**Page excerpt:**
-- Opening Marker --

Photo of Miriam Reyes

Internet & web

Miriam Reyes

Helps children with autism to learn through adapted, digital storybooks

Year Honored
2015

Region
Europe

Hails From
Spain

"One out of every 160 children suffers from a disorder within the spectrum of autism, although recent studies estimate that this number could be even higher, according to international organizations like the World Health Organization and the European Commission. The mere diagnosis of a disorder from the spectrum of autism barely has any impact on their life. Their family, on the other hand, has to learn to cope with this situation and find the most appropriate ways of helping the affected child to live as normally as possible. Part of this adaptation includes the search for alternative methods to achieve that the child absorb life lessons. To this end, the young, Spanish innovator Miriam Reyes has created Aprendices Visuales (Visual Learners), an NGO dedicated to the development of tools to facilitate learning for children with autism.

This graduate of the University of Seville (Spain), abandoned her budding career as an architect in 2012, after working for the prestigious architectural firm Herzog & de Meuron and building the Music and Dance Academy of Burkina Faso in Africa. The life of this young woman from Cadiz gradually shifted after the diagnosis of her cousin José and her growing involvement in his education. Reyes remembers how everything started with her blog, where she shared her learnings about autism and one day she published a story that she had designed in order to help her aunt to potty train José.

-- Closing Marker --

**Supplied records:**
-- Opening Marker --

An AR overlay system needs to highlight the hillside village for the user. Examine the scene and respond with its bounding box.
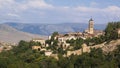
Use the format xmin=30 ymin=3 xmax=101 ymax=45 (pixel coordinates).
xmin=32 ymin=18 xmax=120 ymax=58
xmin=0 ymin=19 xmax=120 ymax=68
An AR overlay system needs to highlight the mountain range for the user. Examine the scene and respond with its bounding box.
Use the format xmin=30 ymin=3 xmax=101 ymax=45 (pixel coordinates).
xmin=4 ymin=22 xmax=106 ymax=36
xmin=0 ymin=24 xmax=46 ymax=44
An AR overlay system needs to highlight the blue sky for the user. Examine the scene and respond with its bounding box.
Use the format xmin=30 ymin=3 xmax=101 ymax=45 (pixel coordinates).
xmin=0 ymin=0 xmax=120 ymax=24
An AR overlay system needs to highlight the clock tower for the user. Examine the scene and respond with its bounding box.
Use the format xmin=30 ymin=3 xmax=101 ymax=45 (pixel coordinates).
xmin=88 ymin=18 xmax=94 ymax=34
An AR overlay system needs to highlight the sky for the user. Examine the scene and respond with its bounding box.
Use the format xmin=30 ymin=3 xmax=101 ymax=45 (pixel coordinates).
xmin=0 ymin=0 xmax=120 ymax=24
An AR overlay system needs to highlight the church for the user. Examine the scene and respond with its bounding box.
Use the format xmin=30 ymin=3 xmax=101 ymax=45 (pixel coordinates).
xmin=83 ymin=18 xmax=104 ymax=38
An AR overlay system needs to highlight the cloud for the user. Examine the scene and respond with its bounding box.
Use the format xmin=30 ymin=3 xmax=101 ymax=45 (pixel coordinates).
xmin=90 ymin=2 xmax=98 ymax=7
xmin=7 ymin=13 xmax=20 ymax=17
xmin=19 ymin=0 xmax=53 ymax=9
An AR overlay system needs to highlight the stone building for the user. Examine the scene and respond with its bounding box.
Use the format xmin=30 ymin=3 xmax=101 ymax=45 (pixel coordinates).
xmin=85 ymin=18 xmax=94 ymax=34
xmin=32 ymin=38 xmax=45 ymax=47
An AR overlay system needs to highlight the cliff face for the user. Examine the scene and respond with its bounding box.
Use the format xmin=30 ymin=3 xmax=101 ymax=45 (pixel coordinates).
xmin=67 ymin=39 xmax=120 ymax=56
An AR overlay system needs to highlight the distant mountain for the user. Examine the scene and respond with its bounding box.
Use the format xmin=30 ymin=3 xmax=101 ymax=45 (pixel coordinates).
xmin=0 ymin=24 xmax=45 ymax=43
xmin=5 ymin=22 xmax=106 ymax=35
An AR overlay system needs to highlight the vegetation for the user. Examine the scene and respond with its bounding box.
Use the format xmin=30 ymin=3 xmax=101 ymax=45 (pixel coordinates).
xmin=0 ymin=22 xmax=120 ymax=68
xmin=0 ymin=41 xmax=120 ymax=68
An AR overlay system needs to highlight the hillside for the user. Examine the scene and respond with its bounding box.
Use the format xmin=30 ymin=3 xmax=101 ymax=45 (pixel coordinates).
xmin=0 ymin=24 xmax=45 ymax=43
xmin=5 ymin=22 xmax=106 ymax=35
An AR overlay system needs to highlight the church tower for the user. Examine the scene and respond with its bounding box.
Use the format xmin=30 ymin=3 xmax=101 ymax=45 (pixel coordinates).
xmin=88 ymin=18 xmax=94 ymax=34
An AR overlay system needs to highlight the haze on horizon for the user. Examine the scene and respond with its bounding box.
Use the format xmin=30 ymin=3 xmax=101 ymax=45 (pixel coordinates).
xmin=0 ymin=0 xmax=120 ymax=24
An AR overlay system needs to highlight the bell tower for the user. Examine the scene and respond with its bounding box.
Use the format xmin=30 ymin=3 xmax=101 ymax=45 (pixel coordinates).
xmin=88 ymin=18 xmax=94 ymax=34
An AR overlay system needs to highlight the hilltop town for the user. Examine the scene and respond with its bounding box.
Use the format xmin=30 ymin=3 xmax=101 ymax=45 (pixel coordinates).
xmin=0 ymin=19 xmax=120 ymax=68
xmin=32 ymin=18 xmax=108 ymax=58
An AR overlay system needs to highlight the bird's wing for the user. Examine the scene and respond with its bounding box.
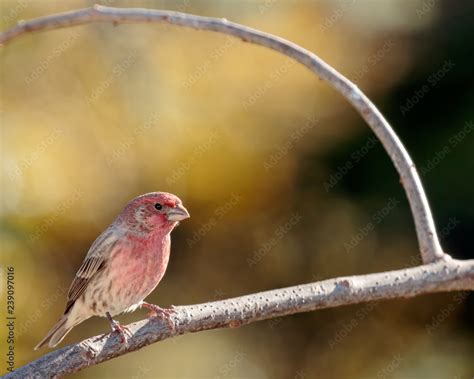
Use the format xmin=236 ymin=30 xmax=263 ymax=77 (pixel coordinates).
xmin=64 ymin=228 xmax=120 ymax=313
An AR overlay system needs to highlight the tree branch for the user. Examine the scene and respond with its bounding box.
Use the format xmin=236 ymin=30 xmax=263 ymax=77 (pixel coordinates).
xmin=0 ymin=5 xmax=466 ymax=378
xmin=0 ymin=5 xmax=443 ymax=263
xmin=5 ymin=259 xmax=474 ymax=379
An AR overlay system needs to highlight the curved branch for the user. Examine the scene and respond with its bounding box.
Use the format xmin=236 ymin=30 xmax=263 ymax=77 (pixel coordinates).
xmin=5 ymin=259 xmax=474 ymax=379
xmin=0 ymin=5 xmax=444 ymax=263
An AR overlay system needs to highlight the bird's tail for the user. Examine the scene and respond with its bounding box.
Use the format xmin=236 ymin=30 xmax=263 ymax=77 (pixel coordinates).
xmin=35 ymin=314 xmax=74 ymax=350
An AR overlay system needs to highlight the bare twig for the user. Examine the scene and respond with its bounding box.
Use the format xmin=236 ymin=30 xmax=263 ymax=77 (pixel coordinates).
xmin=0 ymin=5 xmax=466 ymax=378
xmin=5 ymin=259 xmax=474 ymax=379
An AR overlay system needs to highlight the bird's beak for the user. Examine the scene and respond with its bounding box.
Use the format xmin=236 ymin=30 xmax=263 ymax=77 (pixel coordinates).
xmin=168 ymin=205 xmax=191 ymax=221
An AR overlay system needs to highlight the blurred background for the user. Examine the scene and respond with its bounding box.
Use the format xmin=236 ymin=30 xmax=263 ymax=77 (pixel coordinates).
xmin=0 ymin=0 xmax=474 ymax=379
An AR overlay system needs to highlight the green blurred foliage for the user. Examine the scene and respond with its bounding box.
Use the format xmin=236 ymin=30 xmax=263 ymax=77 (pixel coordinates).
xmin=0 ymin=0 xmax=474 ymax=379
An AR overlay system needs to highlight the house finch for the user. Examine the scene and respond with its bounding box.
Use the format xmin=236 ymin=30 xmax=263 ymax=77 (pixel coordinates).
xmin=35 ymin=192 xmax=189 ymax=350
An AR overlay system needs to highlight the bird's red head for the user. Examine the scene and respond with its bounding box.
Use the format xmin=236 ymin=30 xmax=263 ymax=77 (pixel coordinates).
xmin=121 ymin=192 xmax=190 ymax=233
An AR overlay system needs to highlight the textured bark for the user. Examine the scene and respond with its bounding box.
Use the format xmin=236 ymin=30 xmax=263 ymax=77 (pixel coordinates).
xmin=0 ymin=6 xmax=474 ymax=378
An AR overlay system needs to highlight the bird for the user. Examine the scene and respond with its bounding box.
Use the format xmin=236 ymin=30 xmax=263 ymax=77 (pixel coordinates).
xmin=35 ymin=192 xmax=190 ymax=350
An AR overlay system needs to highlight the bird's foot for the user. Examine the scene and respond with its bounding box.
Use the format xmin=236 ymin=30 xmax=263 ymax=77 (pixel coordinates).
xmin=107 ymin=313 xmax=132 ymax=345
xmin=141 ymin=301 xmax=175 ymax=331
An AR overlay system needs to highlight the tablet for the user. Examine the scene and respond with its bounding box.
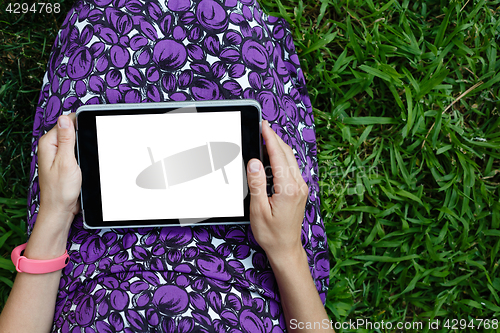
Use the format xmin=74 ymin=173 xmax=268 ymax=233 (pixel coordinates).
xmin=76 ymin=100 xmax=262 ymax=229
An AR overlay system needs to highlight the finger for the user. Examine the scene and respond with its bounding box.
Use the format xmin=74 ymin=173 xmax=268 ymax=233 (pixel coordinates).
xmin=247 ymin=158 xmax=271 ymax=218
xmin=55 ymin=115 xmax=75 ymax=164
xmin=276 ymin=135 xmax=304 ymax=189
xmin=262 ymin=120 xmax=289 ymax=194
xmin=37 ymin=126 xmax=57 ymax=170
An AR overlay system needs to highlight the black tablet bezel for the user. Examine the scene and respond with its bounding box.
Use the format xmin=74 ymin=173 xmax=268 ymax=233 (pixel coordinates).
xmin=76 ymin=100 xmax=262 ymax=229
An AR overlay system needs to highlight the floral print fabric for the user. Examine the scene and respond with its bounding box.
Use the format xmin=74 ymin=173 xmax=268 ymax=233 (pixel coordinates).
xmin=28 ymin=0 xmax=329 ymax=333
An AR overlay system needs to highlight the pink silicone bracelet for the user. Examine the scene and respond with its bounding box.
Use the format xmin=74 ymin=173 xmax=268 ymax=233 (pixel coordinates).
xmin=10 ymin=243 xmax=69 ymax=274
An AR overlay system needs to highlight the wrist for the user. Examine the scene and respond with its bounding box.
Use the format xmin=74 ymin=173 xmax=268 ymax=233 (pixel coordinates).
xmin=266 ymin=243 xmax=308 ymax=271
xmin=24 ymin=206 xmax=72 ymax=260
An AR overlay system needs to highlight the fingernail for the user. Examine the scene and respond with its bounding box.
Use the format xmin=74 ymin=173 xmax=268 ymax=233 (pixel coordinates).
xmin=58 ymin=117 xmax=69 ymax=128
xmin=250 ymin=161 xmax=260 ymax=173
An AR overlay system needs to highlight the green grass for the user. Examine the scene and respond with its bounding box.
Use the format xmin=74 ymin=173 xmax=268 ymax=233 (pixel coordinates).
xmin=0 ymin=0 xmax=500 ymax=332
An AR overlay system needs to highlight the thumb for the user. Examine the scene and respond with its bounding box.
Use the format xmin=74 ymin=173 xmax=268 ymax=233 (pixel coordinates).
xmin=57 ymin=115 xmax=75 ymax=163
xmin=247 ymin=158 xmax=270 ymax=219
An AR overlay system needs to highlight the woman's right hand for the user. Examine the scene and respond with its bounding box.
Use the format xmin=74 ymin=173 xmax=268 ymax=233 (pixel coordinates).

-- Closing Marker --

**To do:**
In the Miriam Reyes profile, write out the passage again, beginning at "Year Honored" and ending after "children with autism.", but swap every "autism" for "ASD".

**Expected answer:**
Year Honored
2015

Region
Europe

Hails From
Spain

"One out of every 160 children suffers from a disorder within the spectrum of ASD, although recent studies estimate that this number could be even higher, according to international organizations like the World Health Organization and the European Commission. The mere diagnosis of a disorder from the spectrum of ASD barely has any impact on their life. Their family, on the other hand, has to learn to cope with this situation and find the most appropriate ways of helping the affected child to live as normally as possible. Part of this adaptation includes the search for alternative methods to achieve that the child absorb life lessons. To this end, the young, Spanish innovator Miriam Reyes has created Aprendices Visuales (Visual Learners), an NGO dedicated to the development of tools to facilitate learning for children with ASD.